§ **PROBLEM DETAILS**: Transcribe each record exactly; skip any picture.

§ **GIVEN ENTRIES**:
<<<<

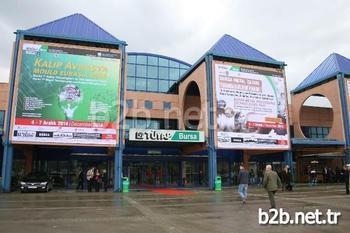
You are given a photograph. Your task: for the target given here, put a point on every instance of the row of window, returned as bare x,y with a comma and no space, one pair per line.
149,85
315,132
154,72
155,61
151,73
148,104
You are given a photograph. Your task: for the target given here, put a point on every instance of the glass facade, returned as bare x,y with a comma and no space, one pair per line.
152,73
2,121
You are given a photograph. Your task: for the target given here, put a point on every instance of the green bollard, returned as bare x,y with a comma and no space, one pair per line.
218,183
125,184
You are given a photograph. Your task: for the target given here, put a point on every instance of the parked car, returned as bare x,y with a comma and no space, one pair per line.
35,182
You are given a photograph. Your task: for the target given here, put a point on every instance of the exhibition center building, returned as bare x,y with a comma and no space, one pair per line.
77,98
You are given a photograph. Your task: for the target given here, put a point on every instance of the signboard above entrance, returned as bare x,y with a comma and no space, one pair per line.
66,95
166,135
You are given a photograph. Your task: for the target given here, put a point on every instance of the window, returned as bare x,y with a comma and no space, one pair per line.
174,64
152,61
142,59
182,71
141,71
148,104
141,84
174,74
163,85
152,85
163,62
166,105
129,123
141,123
130,103
163,72
131,70
130,83
182,66
152,72
131,59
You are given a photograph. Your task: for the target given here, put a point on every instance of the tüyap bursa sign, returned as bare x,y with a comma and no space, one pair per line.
166,135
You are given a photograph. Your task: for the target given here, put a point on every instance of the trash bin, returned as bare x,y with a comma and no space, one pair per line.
125,184
218,183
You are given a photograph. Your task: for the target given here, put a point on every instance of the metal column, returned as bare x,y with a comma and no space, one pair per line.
210,111
8,149
345,115
118,156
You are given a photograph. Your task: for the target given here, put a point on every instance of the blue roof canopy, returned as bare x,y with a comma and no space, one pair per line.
74,27
231,48
328,69
228,46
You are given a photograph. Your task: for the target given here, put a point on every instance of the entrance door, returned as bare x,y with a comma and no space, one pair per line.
143,174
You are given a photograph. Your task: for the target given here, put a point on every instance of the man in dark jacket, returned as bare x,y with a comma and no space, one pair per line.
271,183
81,180
347,177
243,178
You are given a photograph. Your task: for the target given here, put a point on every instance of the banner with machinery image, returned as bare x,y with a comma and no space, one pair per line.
66,95
251,108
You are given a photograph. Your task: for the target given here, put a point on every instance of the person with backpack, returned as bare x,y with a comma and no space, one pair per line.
90,178
271,183
243,180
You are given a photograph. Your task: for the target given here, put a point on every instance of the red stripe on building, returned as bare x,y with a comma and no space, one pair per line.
58,123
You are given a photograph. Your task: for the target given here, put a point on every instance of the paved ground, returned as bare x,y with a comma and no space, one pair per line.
202,211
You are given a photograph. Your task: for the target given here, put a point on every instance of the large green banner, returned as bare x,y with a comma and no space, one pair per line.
67,95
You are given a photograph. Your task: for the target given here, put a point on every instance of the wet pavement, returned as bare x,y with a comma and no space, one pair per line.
201,211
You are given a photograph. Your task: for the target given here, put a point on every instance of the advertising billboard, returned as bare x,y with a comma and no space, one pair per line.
152,135
66,95
251,108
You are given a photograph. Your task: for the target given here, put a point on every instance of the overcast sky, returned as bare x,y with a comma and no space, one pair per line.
299,32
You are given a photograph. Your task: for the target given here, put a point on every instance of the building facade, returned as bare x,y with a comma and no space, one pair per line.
176,124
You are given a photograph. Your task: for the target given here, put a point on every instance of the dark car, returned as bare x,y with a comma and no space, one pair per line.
35,182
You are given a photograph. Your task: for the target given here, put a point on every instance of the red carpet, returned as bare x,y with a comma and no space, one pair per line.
171,191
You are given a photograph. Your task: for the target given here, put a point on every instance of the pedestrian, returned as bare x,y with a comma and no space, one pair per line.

>>>>

§ **ANSWER FOR THE TASK**:
You are given a photograph. Your task: for the target given here, put a point on every instance of the row of window, returned as bare x,y with a comma and no space, one pair per line.
149,85
315,132
154,72
155,61
151,73
148,104
You are given a photograph. Your task: for the target given here, put a point on every instance of the glass facade, returned as bare x,y with a comma and no space, one pair per line.
152,73
2,121
You are given a photograph. Your task: for the target given here, put a point on every instance of the green bollard, returned as bare x,y with a comma and no space, one pair per line.
218,183
125,184
You are given a photograph. Your task: for the target given here, put a point on every instance of the parked car, returned as bare x,y with a comma and no space, one pair per line.
35,182
You are given a photograph. Your task: for the target given here, put a point on every instance of the exhibition center building, returned as bare x,y with a comma and no space, one pair per line.
77,98
You are given a photograph. Your task: for the target given here, put a point on every instance of the signboard above entrance, returned as bare x,y with a comma and no space, one pair per line.
66,95
166,135
You are given a photograph. Your task: for the target given here, put a point on every instance of the window, returned as bare x,y with a comma and no space, one pair per line.
174,64
152,61
142,59
182,71
141,71
148,104
141,84
174,74
163,85
152,85
163,62
166,105
129,123
141,123
130,103
163,72
131,70
130,83
182,66
152,72
131,59
You are given a photograph. Your task: for the target given here, put a point on every instance of the tüyap bursa sign, returned as bare x,y with a comma and no space, one pair per line.
166,135
You are given a photograph. Your task: for the target given here, put a point on every instance of the trash bin, returned as bare x,y with a comma and no space, one pair per line.
125,184
218,183
You are given a photograph. Your task: for the target given here, put a point on every instance of the metal column, returned as bare x,y with a comma and no space, one pair per line.
210,111
8,149
345,115
118,156
You are given a photograph. Your task: for the target given here, put a point on every instance of the blue roof canopy, returned as bare x,y with a comma and no space, one pair per line.
74,27
231,48
328,69
228,46
You are given a photograph. Your task: for the target given here, put a point on every instance of the entrance door, returned as bare x,y with a comma and no space, one pair per line.
143,174
You are given a photograph. Your task: for the target given here, put a point on every instance of the man in dark jacket, returned as bare x,y with a comma and no space, one pair per line.
271,183
81,180
347,177
243,178
You are given a photograph. Your task: for the target given here, put a point on every instance of the banner with machinery image, returned as bare x,y with a comma and no space, one pair per line.
66,95
251,108
You are given a photograph. Your task: for the target given here, put a point on every instance of the person with backpack, returned as bare x,y with a comma and no space, one pair per line.
90,178
271,183
243,180
You are given a photograph. Your task: for the target given here, put a point on every instance of the red stripe on building, returned as bare x,y with a comma and no space, one pair per line.
58,123
You are given a photograph. Your task: for the target given here, put a point on every instance of the paved ground, returned as bare x,y with a comma and no space, one pair per line.
202,211
You are given a photograph. Your task: for the target given here, put a point on every instance of the large green banner, returned as bare x,y with a comma and no space, one pair per line.
67,95
You are given a photograph. Your task: for the target given here, put a point on every instance of the wet pavement, returned as bare x,y with a comma and no space, one pair per line.
201,211
You are given a photograph. Your task: for the target given here, put a point on every instance of the advertising billboard, returned as bare x,y with a comma and no space, one pair per line.
152,135
66,95
251,108
You are given a photograph. Your task: for the target given here, put a point on every instance of the overcast sky, returned as bare x,y with a comma and no space, one pair per line.
299,32
You are given a photograph. Your task: for the target given here, put a point on every instance of the building facade, returned as bare x,y with a comma and no space, one pair per line.
176,124
You are given a photograph. Your task: for the target given here, put a point on every instance of the dark car, returned as bare x,y with a comma and no space, one pair per line.
35,182
You are given a photograph. Your task: for the target given here, put a point on every instance of the red carpet, returned as bare x,y with a comma and no space, one pair per line.
171,191
You are given a photograph. Your task: for the target given here, put a point on every instance of the pedestrian, returned as bare x,y with a comma and no space, one pair per line.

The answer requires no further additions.